■ **DATASET CONTENT**:
- - - - -

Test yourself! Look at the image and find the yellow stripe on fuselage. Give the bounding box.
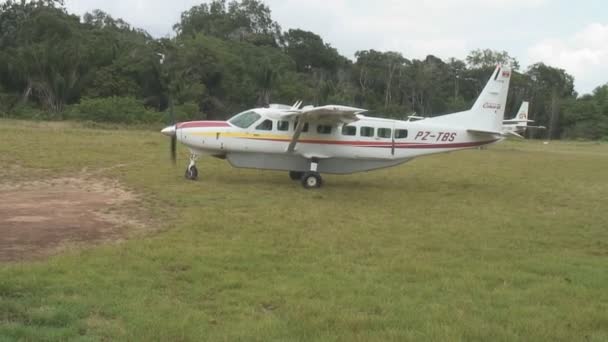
[191,131,290,140]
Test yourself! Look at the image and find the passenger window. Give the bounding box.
[256,119,273,131]
[277,120,289,131]
[377,128,392,138]
[360,126,374,137]
[317,125,332,134]
[342,125,356,136]
[293,120,309,132]
[395,129,408,139]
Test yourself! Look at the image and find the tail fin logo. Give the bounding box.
[518,112,527,119]
[483,103,502,110]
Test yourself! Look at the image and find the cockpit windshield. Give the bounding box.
[228,111,261,128]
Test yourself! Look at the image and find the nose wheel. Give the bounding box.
[185,154,199,181]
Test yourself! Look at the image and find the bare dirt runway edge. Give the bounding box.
[0,177,142,262]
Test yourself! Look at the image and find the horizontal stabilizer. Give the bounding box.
[503,119,534,124]
[504,131,524,138]
[467,129,504,136]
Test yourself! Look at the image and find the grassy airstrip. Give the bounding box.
[1,119,607,341]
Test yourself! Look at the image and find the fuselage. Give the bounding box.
[173,109,500,174]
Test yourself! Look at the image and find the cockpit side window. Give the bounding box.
[256,119,273,131]
[229,111,261,128]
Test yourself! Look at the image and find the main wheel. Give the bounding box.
[185,165,198,180]
[289,171,303,181]
[301,172,322,189]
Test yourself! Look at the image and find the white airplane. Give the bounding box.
[502,101,546,137]
[161,65,512,188]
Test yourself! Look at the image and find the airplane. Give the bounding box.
[161,65,512,189]
[502,101,546,137]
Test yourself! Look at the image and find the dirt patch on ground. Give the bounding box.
[0,177,143,262]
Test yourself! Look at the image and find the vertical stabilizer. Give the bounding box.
[514,101,529,125]
[425,65,512,132]
[470,65,512,131]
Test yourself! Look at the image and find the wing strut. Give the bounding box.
[287,119,306,153]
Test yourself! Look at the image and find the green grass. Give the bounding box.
[1,119,607,341]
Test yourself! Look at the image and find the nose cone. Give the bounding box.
[161,125,176,137]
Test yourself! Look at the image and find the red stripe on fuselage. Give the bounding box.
[177,121,230,129]
[244,137,498,149]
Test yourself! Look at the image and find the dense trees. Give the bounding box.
[0,0,606,139]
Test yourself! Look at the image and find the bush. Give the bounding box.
[6,102,55,120]
[1,88,57,120]
[173,101,205,122]
[67,97,163,124]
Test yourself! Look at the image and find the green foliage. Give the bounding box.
[466,48,520,70]
[4,102,52,120]
[174,0,281,47]
[283,29,346,73]
[67,97,162,124]
[0,0,606,139]
[173,101,204,122]
[561,84,608,140]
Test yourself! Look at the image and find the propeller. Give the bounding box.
[170,132,176,164]
[161,100,177,165]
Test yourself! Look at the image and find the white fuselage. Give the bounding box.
[176,111,500,174]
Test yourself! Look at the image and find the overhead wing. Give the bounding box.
[281,105,365,123]
[407,115,426,122]
[284,105,367,153]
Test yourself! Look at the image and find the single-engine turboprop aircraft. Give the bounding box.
[502,101,546,137]
[161,65,512,188]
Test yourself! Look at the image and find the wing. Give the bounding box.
[281,105,365,124]
[284,105,367,153]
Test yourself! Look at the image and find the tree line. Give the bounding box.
[1,0,607,140]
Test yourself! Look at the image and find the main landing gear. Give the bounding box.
[185,154,199,181]
[290,158,323,189]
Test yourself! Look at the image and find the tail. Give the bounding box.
[512,101,529,127]
[425,65,511,132]
[469,65,512,131]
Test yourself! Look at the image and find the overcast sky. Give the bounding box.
[63,0,608,95]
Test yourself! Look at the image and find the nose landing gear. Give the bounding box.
[185,154,199,180]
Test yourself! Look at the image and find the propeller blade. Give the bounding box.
[167,99,176,164]
[171,134,177,164]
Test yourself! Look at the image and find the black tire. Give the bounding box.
[301,172,322,189]
[289,171,303,181]
[185,165,198,180]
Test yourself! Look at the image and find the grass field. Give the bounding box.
[1,119,607,341]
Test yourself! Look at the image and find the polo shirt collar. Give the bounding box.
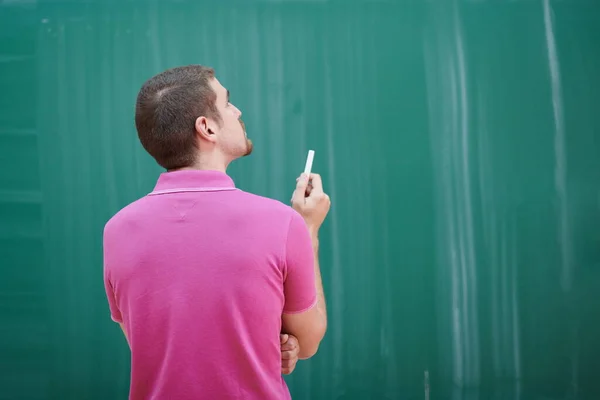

- - - - -

■ **WORK ORDER**:
Nothing but the lines from the one holding "Test yourself! Look at the image and find the white fuselage." through the last line of the entries should be written out, exactly and inclusively, minus the pictures.

■ **OUTPUT BELOW**:
Test yourself! Look at the image and find the white fuselage. Give the bounding box.
[176,111,500,174]
Test yourself! Look at the image and find the overhead wing. Give the bounding box.
[281,105,365,123]
[407,115,426,122]
[284,105,367,153]
Test yourself! Look at the image and find the single-engine turboprop aircraft. Give the bounding box.
[502,101,546,137]
[161,65,512,188]
Test yourself! Look at the image and find the wing. Give the bounding box.
[281,105,365,124]
[284,105,367,153]
Test yourself! Look at the image and find the tree line. Give the bounding box.
[1,0,607,140]
Test yourself! Look at the image and find the main landing gear. Give the bounding box.
[185,154,199,181]
[290,158,323,189]
Test yourself! Look at the image and find the tail. Give the bounding box.
[512,101,529,127]
[425,65,511,132]
[469,65,512,131]
Test yourself! Look at the image and find the overcast sky. Give the bounding box.
[63,0,608,95]
Test yourself! Look at the image and find the nose landing gear. Give the bounding box.
[185,154,199,180]
Test yourself! Look at the image and find the propeller blade. Give the bounding box.
[167,99,176,164]
[171,134,177,164]
Test yourself! Look at the image and find the black tire. Give the bounding box.
[301,172,322,189]
[289,171,303,181]
[185,165,198,180]
Test yourself! Look at the image and find the grass field. Give the bounding box.
[1,119,607,341]
Test yourself! Look at the image and find the polo shirt collar. Give the bounding box.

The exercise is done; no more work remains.